**CONSIGNES:**
- A) Résumez en deux phrases l'extrait sur la discipline dans l'armée révolutionnaire.
- B) Poursuivez l'extrait sur la discipline dans l'armée révolutionnaire après sa dernière phrase.

**EXTRAIT À LIRE:**

####################

Les commissaires de Belgique signalent aussi cette indiscipline et ces excès. Je ne note qu'un passage entre bien d'autres :

« Il est un autre mal très grand que l'on aura beaucoup de peine à détruire, c'est le pillage et les excès auxquels les troupes se livrent. La discipline s'anéantit dans l'armée et les peuples s'indisposent contre les Français. »

Ainsi la Révolution ne s'aveuglait pas sur les vices de l'organisation militaire dans cette période de transition qui va de février 1793 à la fin de l'été de la même année. Elle n'ignorait pas les fâcheux effets que pouvait avoir, pour un temps, le principe de démocratie introduit par elle dans l'armée et qu'elle y voulait développer par l'assimilation presque complète du régime de la ligne au régime des volontaires. Mais elle eut assez de génie, assez de confiance en elle-même et en sa propre pensée pour ne pas se rebuter aux premiers obstacles et aux premiers mécomptes. Elle ne chercha pas le rétablissement de la discipline ébranlée dans le retour à une organisation oligarchique et autoritaire, de l'armée. Elle comprit, au contraire, qu'elle devait y affermir l'esprit de démocratie, animer tous les officiers d'un civisme si évident, si ardent, qu'aucun soldat ne pût prétexter, pour excuser son insubordination, le mauvais vouloir ou les louches desseins de ses chefs.

« C'est du civisme des généraux et des officiers, dit l'instruction du Comité de salut public, qu'il faut attendre le rétablissement et le maintien de la discipline militaire. »

####################

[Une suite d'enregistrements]

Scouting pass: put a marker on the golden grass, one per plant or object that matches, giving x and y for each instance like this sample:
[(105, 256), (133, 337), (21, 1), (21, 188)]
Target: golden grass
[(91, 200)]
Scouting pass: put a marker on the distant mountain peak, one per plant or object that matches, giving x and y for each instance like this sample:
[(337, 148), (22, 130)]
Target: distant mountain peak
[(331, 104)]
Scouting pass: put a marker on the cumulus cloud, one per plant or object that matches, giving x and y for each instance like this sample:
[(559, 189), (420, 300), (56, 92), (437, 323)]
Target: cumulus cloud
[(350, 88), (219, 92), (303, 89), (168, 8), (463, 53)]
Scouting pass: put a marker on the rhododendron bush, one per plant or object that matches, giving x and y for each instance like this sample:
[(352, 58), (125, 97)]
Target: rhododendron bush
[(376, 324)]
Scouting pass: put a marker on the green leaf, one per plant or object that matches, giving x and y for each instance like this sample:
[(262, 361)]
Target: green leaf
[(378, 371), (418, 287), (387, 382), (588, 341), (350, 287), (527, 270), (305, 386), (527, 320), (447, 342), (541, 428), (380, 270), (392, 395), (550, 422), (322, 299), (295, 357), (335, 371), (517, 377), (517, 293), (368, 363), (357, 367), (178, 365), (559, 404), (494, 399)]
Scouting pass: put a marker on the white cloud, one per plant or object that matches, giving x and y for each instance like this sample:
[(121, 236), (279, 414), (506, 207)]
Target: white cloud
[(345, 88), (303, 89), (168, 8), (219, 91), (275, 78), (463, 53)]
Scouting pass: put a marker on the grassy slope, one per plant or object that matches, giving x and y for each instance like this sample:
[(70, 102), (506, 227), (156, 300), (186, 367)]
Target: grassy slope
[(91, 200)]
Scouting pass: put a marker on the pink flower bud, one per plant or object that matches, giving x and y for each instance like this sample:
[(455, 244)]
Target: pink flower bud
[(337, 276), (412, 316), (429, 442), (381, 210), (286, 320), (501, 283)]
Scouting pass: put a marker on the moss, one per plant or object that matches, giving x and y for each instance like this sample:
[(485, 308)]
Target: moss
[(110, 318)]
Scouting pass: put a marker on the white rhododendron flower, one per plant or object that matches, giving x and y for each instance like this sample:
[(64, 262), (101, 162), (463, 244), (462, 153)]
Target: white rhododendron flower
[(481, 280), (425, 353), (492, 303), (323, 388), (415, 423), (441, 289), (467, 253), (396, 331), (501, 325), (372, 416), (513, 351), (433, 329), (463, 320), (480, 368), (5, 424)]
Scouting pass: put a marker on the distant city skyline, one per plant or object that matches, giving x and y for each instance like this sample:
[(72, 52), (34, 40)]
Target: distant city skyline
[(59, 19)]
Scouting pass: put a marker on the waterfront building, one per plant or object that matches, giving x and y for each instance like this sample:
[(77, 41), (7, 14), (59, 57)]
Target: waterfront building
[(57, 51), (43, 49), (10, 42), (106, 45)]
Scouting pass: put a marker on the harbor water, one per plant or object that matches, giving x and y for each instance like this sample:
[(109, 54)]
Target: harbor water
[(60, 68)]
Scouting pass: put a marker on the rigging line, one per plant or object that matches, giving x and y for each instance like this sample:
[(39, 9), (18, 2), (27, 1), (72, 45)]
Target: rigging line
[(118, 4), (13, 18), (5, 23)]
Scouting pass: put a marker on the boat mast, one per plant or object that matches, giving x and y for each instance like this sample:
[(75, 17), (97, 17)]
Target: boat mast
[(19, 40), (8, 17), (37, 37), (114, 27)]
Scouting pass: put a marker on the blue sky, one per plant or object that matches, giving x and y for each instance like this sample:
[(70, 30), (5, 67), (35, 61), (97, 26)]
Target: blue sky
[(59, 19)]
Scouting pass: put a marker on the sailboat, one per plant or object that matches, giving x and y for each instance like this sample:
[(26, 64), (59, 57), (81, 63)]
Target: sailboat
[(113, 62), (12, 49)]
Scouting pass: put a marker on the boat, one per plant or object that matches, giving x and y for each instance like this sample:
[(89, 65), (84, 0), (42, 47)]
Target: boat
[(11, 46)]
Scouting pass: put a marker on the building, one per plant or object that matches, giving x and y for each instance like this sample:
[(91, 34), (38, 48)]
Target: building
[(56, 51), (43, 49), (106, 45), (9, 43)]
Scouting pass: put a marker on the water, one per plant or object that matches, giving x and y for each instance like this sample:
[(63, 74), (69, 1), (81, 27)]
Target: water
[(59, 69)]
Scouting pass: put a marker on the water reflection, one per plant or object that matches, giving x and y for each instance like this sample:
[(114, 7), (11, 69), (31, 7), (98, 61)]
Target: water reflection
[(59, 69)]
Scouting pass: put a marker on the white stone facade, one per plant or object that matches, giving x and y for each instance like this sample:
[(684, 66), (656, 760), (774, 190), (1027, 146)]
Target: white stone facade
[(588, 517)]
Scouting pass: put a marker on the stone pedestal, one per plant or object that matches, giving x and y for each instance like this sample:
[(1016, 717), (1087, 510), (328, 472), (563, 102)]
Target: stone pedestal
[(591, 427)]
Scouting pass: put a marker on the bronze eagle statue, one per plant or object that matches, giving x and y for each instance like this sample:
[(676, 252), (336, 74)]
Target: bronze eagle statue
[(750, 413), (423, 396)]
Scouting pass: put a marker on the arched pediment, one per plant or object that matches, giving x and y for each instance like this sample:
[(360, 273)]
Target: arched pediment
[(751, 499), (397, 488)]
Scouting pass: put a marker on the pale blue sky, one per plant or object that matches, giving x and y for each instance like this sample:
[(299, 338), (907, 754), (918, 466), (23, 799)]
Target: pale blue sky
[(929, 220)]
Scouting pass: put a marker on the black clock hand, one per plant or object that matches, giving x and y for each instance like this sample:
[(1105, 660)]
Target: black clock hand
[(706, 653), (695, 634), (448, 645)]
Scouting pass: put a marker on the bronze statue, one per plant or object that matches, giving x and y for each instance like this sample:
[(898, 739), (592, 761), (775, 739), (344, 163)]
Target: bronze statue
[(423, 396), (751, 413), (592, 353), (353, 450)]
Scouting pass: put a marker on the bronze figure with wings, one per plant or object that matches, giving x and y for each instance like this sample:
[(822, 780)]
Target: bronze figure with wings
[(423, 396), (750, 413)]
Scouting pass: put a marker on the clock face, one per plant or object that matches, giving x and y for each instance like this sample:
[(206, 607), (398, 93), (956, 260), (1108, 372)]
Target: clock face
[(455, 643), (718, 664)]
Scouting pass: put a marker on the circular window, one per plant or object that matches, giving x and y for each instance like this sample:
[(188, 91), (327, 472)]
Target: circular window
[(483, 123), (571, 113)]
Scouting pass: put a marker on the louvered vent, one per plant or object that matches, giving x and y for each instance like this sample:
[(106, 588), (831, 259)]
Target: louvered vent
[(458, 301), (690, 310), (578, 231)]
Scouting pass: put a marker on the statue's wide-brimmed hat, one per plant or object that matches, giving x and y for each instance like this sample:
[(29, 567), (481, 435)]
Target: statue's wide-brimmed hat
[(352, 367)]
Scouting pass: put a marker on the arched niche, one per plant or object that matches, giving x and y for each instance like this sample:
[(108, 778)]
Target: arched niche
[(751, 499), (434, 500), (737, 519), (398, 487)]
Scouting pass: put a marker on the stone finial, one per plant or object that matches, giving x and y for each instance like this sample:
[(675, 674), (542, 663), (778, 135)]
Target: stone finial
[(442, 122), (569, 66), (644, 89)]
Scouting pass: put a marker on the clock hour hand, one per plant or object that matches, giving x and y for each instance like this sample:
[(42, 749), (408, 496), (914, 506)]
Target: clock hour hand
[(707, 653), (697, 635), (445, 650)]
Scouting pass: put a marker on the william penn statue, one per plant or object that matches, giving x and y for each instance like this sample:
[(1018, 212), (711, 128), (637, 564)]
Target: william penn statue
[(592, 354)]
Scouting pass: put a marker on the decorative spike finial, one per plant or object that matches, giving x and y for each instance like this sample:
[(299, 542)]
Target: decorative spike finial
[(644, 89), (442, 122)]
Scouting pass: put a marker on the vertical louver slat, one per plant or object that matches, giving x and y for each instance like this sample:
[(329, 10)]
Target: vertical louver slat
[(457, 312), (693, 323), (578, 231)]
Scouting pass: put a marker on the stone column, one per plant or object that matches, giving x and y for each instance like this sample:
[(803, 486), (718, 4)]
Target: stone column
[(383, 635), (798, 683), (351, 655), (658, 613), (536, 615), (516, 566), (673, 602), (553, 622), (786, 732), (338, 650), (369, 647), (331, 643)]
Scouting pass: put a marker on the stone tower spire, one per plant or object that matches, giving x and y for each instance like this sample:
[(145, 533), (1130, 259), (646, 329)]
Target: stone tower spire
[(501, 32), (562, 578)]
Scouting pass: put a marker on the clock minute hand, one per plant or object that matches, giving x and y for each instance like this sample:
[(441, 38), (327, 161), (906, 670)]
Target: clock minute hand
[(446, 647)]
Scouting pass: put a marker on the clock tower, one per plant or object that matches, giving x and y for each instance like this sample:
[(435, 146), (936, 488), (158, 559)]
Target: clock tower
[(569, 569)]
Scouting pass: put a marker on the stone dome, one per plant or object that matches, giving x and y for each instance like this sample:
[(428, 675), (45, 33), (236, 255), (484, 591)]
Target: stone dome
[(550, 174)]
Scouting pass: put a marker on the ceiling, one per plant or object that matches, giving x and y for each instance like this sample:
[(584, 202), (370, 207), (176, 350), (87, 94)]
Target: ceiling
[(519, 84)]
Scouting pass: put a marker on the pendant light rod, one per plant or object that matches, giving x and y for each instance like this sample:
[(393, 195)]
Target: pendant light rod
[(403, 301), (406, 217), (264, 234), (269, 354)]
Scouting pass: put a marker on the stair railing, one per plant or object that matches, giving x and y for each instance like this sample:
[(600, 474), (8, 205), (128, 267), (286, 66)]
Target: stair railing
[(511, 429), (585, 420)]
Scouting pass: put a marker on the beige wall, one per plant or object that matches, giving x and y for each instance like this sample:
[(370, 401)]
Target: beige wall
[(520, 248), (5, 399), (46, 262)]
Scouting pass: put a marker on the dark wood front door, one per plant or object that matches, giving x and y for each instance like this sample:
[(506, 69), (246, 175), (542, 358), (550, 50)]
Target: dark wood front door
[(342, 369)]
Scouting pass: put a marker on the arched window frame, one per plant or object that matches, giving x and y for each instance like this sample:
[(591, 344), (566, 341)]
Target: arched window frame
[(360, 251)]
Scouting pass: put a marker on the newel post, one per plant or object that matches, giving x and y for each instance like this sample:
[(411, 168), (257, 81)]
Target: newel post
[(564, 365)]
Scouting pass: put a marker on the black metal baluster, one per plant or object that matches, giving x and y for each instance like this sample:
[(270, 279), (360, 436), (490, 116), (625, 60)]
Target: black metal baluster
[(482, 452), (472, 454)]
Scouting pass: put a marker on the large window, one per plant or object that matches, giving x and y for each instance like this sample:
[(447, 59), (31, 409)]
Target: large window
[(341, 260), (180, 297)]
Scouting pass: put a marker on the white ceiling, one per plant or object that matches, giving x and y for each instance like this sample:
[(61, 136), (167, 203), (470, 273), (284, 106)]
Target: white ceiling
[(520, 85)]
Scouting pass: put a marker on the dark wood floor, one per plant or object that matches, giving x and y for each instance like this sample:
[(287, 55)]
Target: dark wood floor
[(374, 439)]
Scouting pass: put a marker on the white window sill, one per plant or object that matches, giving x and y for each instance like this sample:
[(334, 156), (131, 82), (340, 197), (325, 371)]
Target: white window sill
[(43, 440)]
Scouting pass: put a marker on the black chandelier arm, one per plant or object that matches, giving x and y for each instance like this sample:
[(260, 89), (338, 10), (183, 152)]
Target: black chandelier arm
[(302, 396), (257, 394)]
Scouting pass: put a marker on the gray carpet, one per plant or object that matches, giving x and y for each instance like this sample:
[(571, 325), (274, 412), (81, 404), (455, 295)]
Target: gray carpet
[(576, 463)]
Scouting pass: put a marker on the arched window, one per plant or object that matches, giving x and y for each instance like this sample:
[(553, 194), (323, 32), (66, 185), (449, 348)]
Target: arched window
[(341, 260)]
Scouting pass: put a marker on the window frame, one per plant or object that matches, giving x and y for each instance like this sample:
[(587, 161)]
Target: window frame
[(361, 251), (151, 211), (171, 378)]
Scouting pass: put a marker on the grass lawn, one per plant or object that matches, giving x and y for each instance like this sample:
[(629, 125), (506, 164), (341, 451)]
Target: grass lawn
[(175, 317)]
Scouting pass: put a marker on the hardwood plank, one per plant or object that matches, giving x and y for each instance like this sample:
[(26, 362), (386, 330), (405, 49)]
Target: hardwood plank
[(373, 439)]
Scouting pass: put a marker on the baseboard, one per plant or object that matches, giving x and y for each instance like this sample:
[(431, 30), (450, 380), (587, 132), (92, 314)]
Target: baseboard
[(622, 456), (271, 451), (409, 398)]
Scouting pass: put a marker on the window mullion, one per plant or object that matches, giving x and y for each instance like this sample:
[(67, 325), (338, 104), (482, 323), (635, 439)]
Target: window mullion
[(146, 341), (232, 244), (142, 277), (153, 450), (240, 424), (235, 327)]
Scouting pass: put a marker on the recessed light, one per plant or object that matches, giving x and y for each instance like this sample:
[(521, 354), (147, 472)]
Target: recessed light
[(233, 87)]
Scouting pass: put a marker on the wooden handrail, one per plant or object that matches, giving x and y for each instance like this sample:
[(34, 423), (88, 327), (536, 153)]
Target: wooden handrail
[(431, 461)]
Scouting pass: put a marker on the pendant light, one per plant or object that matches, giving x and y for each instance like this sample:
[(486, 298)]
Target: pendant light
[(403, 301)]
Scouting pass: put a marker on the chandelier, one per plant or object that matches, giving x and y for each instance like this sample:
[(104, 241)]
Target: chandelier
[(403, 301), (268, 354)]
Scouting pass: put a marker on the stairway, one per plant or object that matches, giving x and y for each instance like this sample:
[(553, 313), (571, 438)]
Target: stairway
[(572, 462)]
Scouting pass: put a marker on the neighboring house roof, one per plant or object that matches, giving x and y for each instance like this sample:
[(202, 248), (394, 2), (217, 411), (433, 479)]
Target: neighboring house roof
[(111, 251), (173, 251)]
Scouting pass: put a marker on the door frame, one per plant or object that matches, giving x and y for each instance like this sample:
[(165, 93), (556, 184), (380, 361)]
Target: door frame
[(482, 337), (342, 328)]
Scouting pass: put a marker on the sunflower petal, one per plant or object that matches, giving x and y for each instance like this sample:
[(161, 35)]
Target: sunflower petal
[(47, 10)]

####################

**RÉSULTATS FINAUX:**
- A) Les commissaires de Belgique signalent le pillage et les excès des troupes, qui anéantissent la discipline et indisposent les peuples contre les Français. Consciente de ces vices entre février et la fin de l'été 1793, la Révolution refuse de revenir à une organisation oligarchique et autoritaire de l'armée et cherche au contraire à rétablir la discipline en y affermissant l'esprit de démocratie et le civisme des officiers.

- B)
Il y. a lâcheté d'esprit à abandonner un haut idéal parce qu'il ne se réalise d'abord que péniblement et convulsivement. Il y a illusion enfantine et meurtrière à s'imaginer qu'il suffit de proclamer cet idéal, 'de le mettre en formules. Plus il est haut, plus il exige, pour être vraiment réalisé, un immense effort de volonté bonne, une généreuse patience, une infatigable activité.

 

LES DEVOIRS DES REPRÉSENTANTS AUX ARMÉES.

Puisque l'armée est à la fois la sauvegarde et l'image de la République, puisqu'en elle la volonté nationale s'affirme par la souveraineté de la loi, et puisque les volontés individuelles s'y manifestent par la pratique du principe électif, il faut qu'il y ait de la République à l'armée une communication incessante d'ardeur, d'enthousiasme. Il faut que l'obéissance commune et joyeuse à la loi librement consentie, aux chefs élus et fortement contrôlés, soit le lien des citoyens et des soldats.

« L'un des devoirs les plus essentiels des représentants du peuple est de se concilier la confiance des généraux. Les moyens de se la concilier doivent être grands, élevés comme le caractère dont ils sont revêtus. Les généraux ne doivent pas apercevoir dans la surveillance des représentants du peuple des motifs de défiance et d'inquiétude ; ils ne doivent voir en eux que des citoyens investis de grands pouvoirs pour les seconder puissamment, pour les soutenir de leur influence et augmenter la confiance publique.

« Plus la surveillance doit avoir un grand caractère, plus elle doit être active. Les représentants du peuple doivent observer le caractère des généraux ; ils doivent étudier leurs principes, leur tactique, leurs mouvements, leur conduite. L'âme d'un héros républicain s'ouvre à la confiance et dédaigne la dissimulation et la politique.

« Il est nécessaire qu'un général soit investi d'une grande confiance, qu'il en ait le sentiment et la conviction ; il faut qu'il ait une grande liberté, une grande indépendance, si l'on veut qu'il conçoive de grands desseins et d'heureux plans.

« La conduite des représentants du peuple envers les généraux secondera la hardiesse et l'élévation de leurs desseins et de leurs entreprises ; ils observeront tout ce qui peut être grand, utile et soutenu, et ce qui ne serait qu'audacieux et téméraire.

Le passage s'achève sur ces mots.